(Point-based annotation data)

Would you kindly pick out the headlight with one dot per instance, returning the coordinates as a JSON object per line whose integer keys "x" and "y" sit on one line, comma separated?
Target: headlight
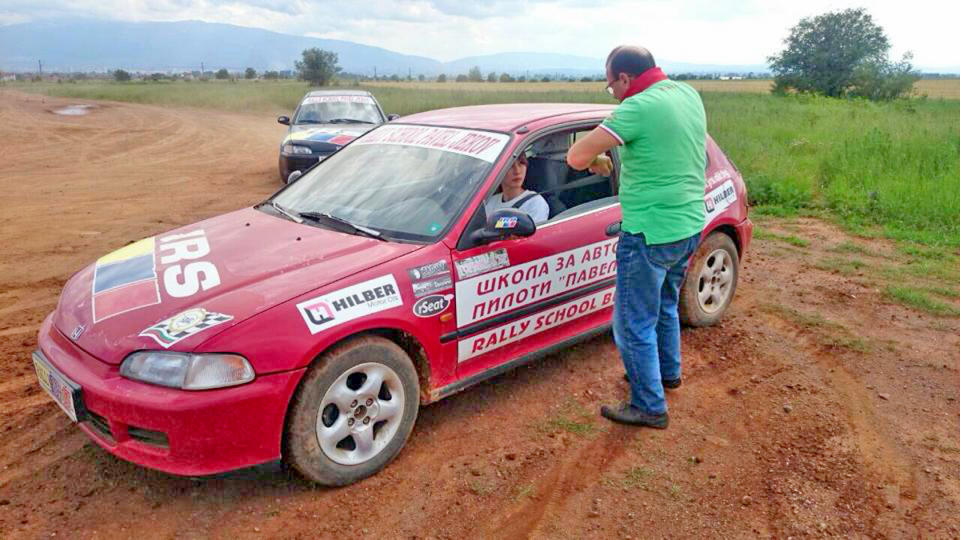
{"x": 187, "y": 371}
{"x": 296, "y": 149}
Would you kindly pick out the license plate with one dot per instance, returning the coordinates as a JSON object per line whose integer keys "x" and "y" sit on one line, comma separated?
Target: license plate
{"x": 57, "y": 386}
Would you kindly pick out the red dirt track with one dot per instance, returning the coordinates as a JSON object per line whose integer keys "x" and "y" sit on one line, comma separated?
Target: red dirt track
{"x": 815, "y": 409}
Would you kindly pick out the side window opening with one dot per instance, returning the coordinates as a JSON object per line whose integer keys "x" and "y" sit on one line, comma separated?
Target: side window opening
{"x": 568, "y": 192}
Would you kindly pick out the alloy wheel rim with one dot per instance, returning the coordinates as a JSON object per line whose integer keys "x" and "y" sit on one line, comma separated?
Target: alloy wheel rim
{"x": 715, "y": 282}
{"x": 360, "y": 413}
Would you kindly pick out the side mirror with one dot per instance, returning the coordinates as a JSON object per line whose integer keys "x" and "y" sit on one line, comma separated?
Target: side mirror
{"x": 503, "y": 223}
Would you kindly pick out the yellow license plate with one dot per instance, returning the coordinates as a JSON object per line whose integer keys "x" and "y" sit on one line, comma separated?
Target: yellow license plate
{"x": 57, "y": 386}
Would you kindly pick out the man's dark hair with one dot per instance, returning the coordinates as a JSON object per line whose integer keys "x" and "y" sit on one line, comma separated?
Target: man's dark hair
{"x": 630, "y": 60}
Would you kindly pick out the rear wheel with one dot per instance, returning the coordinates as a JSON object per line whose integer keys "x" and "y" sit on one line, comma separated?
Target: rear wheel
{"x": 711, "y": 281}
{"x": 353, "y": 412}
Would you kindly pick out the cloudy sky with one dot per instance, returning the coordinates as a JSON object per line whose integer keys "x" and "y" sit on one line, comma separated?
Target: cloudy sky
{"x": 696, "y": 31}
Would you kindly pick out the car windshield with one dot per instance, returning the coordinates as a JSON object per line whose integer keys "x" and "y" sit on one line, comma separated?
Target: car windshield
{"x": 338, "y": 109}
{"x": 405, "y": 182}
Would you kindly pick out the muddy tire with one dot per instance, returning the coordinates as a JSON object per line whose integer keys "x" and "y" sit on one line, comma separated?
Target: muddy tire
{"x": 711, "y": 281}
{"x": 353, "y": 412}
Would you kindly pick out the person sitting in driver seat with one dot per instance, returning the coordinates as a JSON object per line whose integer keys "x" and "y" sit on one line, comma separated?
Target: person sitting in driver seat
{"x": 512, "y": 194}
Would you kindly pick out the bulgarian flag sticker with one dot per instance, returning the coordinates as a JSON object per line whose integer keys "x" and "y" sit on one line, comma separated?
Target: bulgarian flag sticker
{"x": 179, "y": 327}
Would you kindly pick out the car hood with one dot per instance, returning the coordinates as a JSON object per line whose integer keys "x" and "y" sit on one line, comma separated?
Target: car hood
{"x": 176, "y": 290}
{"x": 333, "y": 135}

---

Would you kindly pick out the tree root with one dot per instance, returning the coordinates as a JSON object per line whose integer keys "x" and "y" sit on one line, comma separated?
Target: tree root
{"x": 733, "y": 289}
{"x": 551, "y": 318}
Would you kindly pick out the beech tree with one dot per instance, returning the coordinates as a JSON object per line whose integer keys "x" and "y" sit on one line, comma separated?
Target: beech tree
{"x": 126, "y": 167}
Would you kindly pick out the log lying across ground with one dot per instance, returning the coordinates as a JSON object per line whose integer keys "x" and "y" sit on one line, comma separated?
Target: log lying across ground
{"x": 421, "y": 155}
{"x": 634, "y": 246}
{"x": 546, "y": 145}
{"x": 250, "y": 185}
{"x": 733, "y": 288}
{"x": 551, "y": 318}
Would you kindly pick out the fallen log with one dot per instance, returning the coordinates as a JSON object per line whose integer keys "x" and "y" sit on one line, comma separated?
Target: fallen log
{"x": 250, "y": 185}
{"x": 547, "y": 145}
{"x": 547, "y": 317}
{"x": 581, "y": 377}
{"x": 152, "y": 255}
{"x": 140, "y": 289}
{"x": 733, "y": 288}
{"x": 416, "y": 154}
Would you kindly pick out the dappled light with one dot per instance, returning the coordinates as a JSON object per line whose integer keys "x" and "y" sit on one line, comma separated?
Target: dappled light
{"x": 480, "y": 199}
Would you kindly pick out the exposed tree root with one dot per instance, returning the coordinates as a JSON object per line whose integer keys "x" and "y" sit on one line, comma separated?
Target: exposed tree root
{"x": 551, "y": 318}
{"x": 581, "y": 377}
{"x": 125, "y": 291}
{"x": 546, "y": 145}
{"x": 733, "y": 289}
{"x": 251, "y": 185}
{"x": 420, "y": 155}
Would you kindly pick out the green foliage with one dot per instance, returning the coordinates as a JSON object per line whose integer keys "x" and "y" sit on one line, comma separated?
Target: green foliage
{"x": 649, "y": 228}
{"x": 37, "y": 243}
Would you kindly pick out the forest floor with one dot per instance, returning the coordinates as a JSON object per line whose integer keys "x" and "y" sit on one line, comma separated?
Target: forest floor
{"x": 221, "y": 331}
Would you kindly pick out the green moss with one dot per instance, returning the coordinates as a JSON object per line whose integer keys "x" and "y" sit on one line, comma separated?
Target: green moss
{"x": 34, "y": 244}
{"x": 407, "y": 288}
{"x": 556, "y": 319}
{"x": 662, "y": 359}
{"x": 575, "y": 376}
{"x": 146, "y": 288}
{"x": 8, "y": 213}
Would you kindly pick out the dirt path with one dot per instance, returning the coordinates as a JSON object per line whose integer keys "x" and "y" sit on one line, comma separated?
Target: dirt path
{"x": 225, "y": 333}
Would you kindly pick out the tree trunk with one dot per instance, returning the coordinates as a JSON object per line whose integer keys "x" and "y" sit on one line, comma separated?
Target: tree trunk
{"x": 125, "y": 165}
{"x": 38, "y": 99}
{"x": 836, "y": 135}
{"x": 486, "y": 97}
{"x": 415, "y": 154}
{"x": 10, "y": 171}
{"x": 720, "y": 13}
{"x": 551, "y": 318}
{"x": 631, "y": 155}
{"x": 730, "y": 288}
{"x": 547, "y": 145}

=== WRITTEN EXERCISE ===
Pull out every line of the material that contains the word "forest", copying each one in full. Case counts.

=== ANSWER TO THIS EXERCISE ===
Would you kindly pick out the forest floor with one dot per instance, returning the coordinates as a JSON object per line whose integer keys "x" and "y" sit on one line, comma separated?
Target: forest floor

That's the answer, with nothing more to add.